── SUPPLIED MATERIAL ──

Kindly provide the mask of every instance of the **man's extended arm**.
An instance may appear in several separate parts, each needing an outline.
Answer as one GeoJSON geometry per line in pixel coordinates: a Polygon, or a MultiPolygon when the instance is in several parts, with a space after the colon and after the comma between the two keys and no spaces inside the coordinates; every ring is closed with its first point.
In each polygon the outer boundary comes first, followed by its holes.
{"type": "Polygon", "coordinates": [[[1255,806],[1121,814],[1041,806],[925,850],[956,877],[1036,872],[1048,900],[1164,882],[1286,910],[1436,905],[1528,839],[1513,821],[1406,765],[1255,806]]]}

───

> _WORK REQUIRED_
Copy out every line from the data above in which the word "instance" occurs.

> _EXPECTED ANSWER_
Kindly provide the mask of every instance of the **man's extended arm**.
An instance may appear in several separate parts, each needing an outline.
Answer as one GeoJSON geometry per line in pixel coordinates: a Polygon, or a MultiPolygon when the instance is in several parts, with a space after the colon and after the comma between the two keys and no spaces inside the coordinates; every ring is closed with its first point.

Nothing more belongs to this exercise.